> **Supplied data**:
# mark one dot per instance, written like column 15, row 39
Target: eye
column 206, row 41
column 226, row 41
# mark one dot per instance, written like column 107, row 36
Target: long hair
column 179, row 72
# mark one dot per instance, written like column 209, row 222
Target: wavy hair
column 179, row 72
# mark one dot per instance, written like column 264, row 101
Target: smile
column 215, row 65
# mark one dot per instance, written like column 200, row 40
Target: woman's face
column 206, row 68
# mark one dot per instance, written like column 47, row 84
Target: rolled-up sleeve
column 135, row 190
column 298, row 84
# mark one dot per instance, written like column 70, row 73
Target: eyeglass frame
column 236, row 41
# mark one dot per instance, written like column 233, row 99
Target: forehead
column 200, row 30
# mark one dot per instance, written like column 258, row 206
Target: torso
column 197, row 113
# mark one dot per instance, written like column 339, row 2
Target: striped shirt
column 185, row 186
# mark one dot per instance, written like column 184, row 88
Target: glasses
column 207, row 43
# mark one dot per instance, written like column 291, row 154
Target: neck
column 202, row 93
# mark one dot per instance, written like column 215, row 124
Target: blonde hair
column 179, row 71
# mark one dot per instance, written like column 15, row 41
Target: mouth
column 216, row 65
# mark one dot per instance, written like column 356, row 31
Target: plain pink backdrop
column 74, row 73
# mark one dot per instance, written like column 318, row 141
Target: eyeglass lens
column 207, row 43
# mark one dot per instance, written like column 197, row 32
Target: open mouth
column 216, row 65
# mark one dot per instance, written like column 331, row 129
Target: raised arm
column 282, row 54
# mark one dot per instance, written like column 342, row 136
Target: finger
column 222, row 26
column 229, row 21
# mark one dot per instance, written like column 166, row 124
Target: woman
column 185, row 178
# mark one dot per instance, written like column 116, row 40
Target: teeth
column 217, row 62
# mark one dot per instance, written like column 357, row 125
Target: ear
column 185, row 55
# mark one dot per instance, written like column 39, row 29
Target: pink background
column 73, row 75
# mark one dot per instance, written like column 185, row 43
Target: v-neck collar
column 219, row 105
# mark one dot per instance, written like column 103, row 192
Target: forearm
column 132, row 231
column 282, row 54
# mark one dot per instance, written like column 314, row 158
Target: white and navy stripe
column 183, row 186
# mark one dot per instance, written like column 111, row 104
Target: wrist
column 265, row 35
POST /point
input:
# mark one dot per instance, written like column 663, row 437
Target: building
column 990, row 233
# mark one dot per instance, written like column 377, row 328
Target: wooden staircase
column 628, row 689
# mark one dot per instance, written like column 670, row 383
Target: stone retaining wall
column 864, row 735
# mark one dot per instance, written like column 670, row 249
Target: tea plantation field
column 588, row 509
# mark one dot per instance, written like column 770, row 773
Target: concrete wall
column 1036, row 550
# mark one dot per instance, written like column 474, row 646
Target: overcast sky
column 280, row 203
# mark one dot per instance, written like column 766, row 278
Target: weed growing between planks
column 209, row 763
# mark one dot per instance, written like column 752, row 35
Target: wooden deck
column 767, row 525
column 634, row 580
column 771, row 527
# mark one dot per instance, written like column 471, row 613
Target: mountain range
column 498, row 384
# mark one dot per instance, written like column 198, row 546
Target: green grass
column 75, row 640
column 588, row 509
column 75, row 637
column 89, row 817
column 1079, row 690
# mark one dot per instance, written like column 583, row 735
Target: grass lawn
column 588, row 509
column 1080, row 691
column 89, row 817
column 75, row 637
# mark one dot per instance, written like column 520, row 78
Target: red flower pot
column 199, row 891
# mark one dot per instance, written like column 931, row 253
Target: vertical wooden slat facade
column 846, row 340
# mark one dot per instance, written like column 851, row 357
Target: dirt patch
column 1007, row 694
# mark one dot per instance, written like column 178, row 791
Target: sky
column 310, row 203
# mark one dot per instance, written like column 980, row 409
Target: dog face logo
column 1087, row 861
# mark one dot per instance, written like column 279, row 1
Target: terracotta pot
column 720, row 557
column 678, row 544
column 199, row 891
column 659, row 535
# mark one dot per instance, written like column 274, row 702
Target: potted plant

> **Prompt**: Could you produce an exact copy of the whole listing?

> **Expected answer**:
# mark one dot per instance, written like column 15, row 39
Target: eye
column 206, row 41
column 226, row 41
# mark one dot per instance, written like column 107, row 36
Target: long hair
column 179, row 72
# mark one dot per instance, written like column 209, row 222
Target: wavy hair
column 179, row 72
# mark one dot per instance, written like column 264, row 101
Target: smile
column 215, row 65
# mark one dot per instance, written like column 200, row 40
Target: woman's face
column 206, row 68
# mark one dot per instance, written like column 47, row 84
Target: rolled-up sleeve
column 135, row 190
column 298, row 84
# mark one dot per instance, written like column 70, row 73
Target: eyeglass frame
column 236, row 41
# mark one dot per instance, written like column 233, row 99
Target: forehead
column 200, row 30
# mark one dot per instance, written like column 258, row 206
Target: torso
column 197, row 113
# mark one dot per instance, written like column 339, row 2
Target: striped shirt
column 185, row 186
# mark one dot per instance, written like column 184, row 88
Target: glasses
column 207, row 43
# mark one dot per instance, written like column 291, row 154
Target: neck
column 202, row 93
# mark one dot per instance, written like column 215, row 124
Target: blonde hair
column 179, row 71
# mark one dot per instance, written like column 15, row 41
Target: mouth
column 216, row 65
# mark one dot per instance, written like column 356, row 31
Target: plain pink backdrop
column 74, row 73
# mark one dot per instance, written like column 318, row 141
Target: eyeglass lens
column 207, row 43
# mark one dot per instance, written like column 197, row 32
Target: open mouth
column 216, row 65
# mark one dot per instance, written like column 331, row 129
Target: raised arm
column 282, row 54
# mark one dot per instance, written like column 342, row 136
Target: finger
column 222, row 26
column 229, row 21
# mark one dot per instance, written like column 166, row 124
Target: woman
column 185, row 178
# mark one dot per instance, written like column 116, row 40
Target: teeth
column 217, row 62
# mark one dot per instance, written like column 357, row 125
Target: ear
column 185, row 55
# mark one dot per instance, written like column 39, row 29
Target: pink background
column 73, row 75
# mark one dot per instance, written like column 185, row 43
Target: v-neck collar
column 219, row 105
# mark one dot per instance, written like column 103, row 192
Target: forearm
column 132, row 231
column 282, row 54
# mark one dot per instance, written like column 314, row 158
Target: white and navy stripe
column 183, row 186
# mark one dot per instance, written like column 111, row 104
Target: wrist
column 265, row 35
POST /point
input:
# mark one dot per instance, written like column 663, row 437
Target: building
column 990, row 233
# mark one dot per instance, written like column 377, row 328
Target: wooden staircase
column 628, row 689
# mark one dot per instance, written like column 670, row 383
Target: stone retaining wall
column 864, row 735
# mark one dot per instance, written like column 670, row 249
Target: tea plantation field
column 588, row 509
# mark one dot per instance, written like column 770, row 773
Target: concrete wall
column 1036, row 550
# mark one dot per instance, written like column 474, row 646
Target: overcast sky
column 280, row 203
# mark one dot per instance, written like column 766, row 278
Target: weed growing between planks
column 209, row 763
# mark one dot per instance, written like column 752, row 35
Target: wooden deck
column 767, row 525
column 634, row 580
column 771, row 527
# mark one dot per instance, written like column 471, row 613
Target: mountain range
column 498, row 384
# mark one dot per instance, written like column 198, row 546
Target: green grass
column 75, row 640
column 588, row 509
column 75, row 637
column 89, row 817
column 1079, row 690
# mark one dot per instance, written like column 583, row 735
Target: grass lawn
column 588, row 509
column 1080, row 691
column 89, row 817
column 75, row 637
# mark one dot per instance, written like column 520, row 78
Target: red flower pot
column 199, row 891
# mark one dot per instance, written like column 931, row 253
Target: vertical wooden slat facade
column 846, row 340
# mark one dot per instance, written like column 851, row 357
Target: dirt patch
column 1007, row 694
# mark one dot per instance, written like column 178, row 791
Target: sky
column 310, row 203
# mark one dot per instance, written like column 980, row 409
Target: dog face logo
column 1087, row 861
# mark one dot per instance, written like column 279, row 1
Target: terracotta pot
column 720, row 557
column 678, row 544
column 199, row 891
column 659, row 535
# mark one dot per instance, written like column 274, row 702
Target: potted plant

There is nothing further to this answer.